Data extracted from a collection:
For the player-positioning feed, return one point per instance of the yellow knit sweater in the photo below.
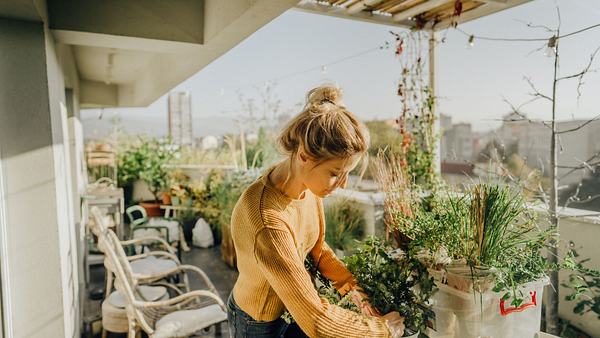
(273, 235)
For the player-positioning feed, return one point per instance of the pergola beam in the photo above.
(418, 9)
(362, 5)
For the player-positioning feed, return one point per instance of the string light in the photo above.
(551, 47)
(471, 42)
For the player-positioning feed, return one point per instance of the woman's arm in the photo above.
(278, 260)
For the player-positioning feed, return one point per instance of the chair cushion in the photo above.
(150, 293)
(185, 322)
(152, 265)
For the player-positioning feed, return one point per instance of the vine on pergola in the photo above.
(416, 118)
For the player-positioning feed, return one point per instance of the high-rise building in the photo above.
(180, 118)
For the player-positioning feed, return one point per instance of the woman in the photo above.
(279, 220)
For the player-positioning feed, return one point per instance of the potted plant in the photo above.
(344, 226)
(487, 253)
(153, 155)
(187, 218)
(394, 280)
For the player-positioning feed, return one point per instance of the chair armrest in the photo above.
(181, 300)
(150, 227)
(167, 246)
(168, 255)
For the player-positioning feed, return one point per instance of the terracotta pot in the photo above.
(152, 208)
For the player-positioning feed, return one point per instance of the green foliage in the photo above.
(344, 225)
(145, 160)
(263, 152)
(489, 226)
(393, 281)
(384, 137)
(217, 201)
(325, 289)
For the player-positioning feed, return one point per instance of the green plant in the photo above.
(491, 230)
(145, 160)
(344, 225)
(217, 200)
(393, 281)
(263, 152)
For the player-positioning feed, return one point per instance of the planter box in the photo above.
(462, 314)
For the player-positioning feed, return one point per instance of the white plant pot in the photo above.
(416, 335)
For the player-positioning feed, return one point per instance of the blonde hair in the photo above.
(325, 129)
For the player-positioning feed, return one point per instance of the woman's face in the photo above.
(322, 178)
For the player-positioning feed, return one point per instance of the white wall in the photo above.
(41, 279)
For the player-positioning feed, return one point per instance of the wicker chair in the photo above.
(181, 316)
(143, 226)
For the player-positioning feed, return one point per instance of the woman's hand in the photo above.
(395, 323)
(360, 299)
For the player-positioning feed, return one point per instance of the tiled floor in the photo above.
(209, 260)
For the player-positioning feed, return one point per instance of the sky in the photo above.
(471, 83)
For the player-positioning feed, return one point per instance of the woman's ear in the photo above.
(302, 156)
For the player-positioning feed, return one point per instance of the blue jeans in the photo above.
(241, 325)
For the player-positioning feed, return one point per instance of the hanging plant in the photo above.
(416, 118)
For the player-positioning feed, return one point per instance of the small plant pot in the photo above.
(438, 275)
(467, 279)
(409, 334)
(152, 208)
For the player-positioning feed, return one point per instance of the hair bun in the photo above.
(323, 94)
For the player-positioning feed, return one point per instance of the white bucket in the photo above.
(461, 314)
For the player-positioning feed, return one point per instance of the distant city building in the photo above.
(209, 142)
(457, 142)
(180, 118)
(531, 140)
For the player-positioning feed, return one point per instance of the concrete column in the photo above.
(39, 279)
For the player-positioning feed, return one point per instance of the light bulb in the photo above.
(471, 42)
(551, 47)
(550, 51)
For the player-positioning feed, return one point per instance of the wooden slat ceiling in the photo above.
(420, 14)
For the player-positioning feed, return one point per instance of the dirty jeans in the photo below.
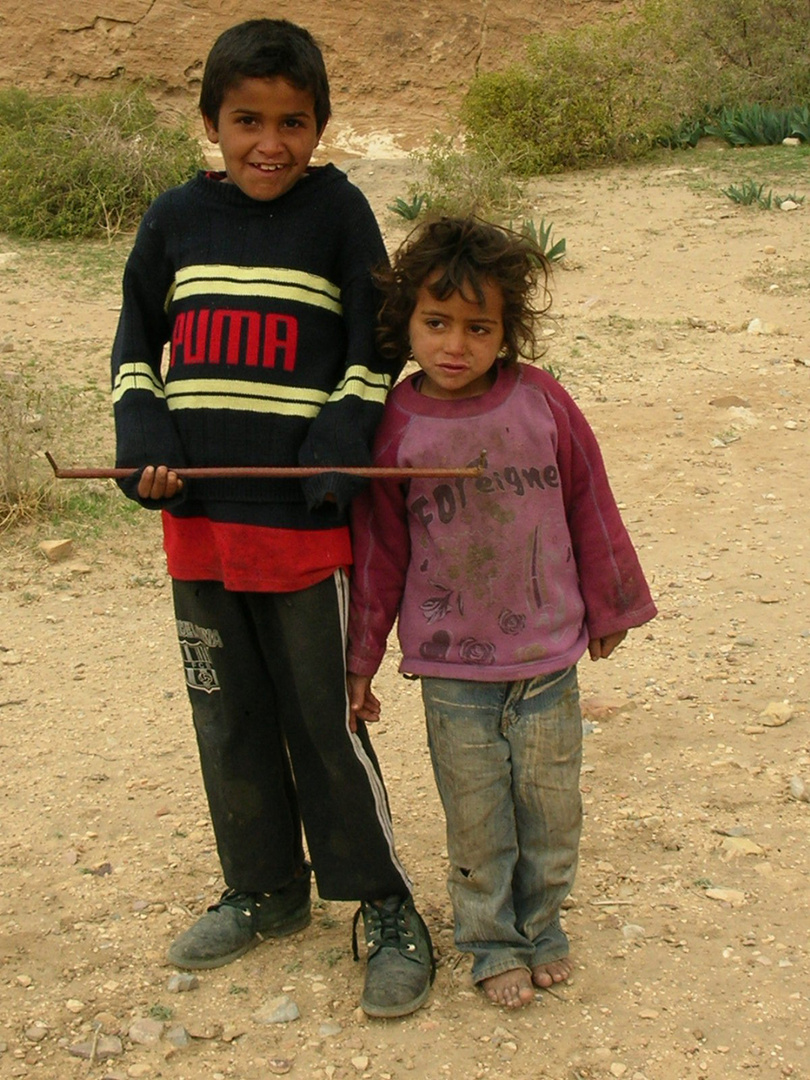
(507, 759)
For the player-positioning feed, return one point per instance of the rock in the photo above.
(146, 1031)
(107, 1045)
(740, 846)
(329, 1027)
(775, 714)
(602, 706)
(732, 896)
(178, 1037)
(56, 550)
(279, 1065)
(279, 1010)
(759, 326)
(633, 932)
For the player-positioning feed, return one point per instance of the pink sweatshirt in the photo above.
(497, 578)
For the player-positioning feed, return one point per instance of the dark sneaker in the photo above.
(401, 963)
(240, 920)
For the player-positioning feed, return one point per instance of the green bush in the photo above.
(612, 90)
(755, 125)
(457, 180)
(76, 166)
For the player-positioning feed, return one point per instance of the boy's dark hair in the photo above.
(265, 49)
(466, 254)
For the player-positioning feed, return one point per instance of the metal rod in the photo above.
(266, 472)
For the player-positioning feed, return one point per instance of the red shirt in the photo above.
(253, 558)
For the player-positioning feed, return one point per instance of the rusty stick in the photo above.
(265, 472)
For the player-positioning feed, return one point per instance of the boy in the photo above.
(259, 279)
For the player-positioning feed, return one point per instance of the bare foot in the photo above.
(511, 988)
(556, 971)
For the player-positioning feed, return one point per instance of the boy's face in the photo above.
(456, 341)
(267, 132)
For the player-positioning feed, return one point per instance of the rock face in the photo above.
(397, 68)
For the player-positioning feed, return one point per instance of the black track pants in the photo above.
(266, 676)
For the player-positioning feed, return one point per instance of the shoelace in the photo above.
(387, 931)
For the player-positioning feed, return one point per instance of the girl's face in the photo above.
(456, 341)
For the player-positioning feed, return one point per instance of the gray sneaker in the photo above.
(401, 964)
(240, 920)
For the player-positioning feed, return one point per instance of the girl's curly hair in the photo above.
(463, 254)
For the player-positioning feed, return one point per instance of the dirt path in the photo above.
(690, 912)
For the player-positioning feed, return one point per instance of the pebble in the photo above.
(107, 1045)
(632, 932)
(732, 896)
(179, 983)
(146, 1031)
(178, 1037)
(775, 714)
(279, 1010)
(279, 1065)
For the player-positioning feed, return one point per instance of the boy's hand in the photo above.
(363, 704)
(159, 483)
(602, 647)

* Challenge
Could you reproduce every line from the one containing "pebble in the photo above." through the end of the records, requests included, with each coordinate in the answers increased by 36?

* Result of the exercise
For the player-positioning feed, return one point per instance of the pebble in the photo above.
(143, 1081)
(668, 968)
(768, 932)
(215, 1019)
(182, 1067)
(214, 1073)
(811, 750)
(315, 1046)
(315, 1101)
For the player-positioning feed, return one point per instance of the boy's hand in the photo above.
(399, 740)
(195, 519)
(638, 683)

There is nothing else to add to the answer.